**Records for this exercise**

☆ ☆ ☆ ☆

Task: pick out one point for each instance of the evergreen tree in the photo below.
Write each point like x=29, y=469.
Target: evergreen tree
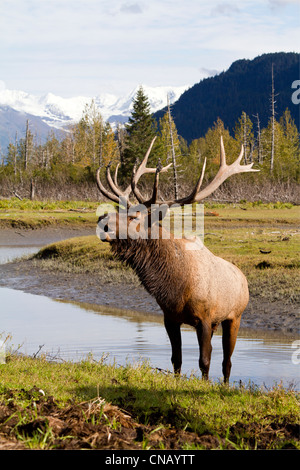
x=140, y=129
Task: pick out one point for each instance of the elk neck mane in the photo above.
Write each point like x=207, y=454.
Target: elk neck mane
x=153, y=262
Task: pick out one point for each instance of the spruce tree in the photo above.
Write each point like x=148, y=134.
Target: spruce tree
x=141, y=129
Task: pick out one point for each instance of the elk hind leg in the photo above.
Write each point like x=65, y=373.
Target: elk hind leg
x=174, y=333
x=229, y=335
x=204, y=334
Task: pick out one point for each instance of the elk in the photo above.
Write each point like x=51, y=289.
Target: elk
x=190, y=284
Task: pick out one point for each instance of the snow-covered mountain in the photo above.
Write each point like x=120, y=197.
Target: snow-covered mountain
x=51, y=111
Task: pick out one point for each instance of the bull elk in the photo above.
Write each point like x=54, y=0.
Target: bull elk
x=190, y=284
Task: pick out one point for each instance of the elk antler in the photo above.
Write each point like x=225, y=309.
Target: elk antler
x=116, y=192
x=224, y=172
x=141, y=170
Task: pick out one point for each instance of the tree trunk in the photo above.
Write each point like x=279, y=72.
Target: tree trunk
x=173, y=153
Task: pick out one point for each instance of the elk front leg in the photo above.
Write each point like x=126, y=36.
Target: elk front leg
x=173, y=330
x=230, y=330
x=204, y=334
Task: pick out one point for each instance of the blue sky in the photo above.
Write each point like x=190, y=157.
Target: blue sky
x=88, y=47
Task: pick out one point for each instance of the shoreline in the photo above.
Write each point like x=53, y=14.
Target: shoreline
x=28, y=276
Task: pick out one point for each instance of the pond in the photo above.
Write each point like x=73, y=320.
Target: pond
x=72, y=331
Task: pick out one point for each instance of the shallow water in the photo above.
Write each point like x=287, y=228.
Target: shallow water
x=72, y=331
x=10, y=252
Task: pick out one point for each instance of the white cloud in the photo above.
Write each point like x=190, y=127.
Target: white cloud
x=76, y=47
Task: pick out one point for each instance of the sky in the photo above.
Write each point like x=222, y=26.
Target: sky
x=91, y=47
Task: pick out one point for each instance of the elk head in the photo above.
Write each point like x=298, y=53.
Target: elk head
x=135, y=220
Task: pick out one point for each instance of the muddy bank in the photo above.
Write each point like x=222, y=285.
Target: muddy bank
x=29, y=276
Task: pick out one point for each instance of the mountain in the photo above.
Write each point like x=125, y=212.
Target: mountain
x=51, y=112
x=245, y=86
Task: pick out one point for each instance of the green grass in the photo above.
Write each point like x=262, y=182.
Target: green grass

☆ ☆ ☆ ☆

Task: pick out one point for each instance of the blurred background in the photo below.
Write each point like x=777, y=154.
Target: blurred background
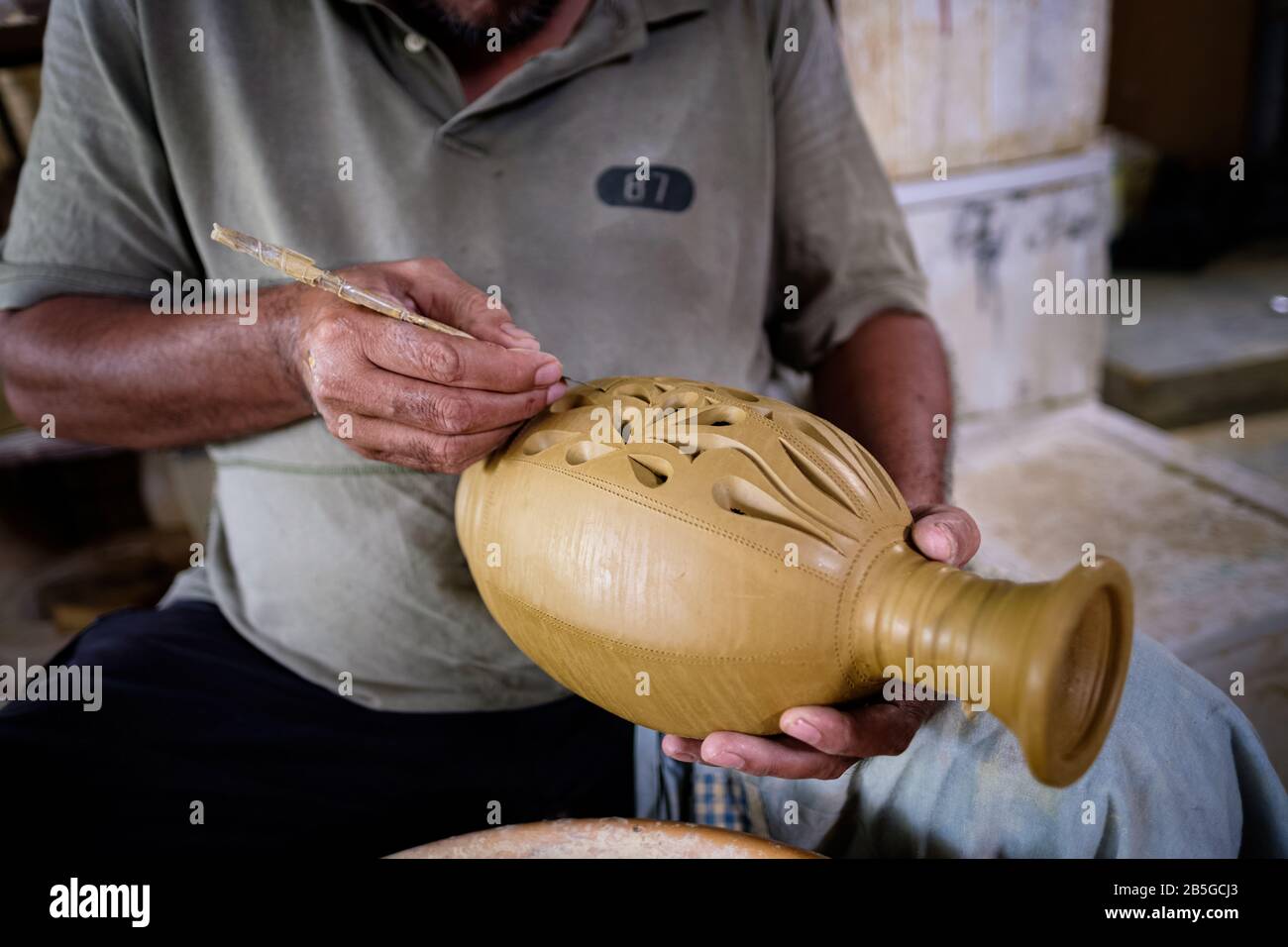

☆ ☆ ☆ ☆

**What you will do**
Reply with the number of lines in the data above that contain "background", and with nothing else.

**Response area**
2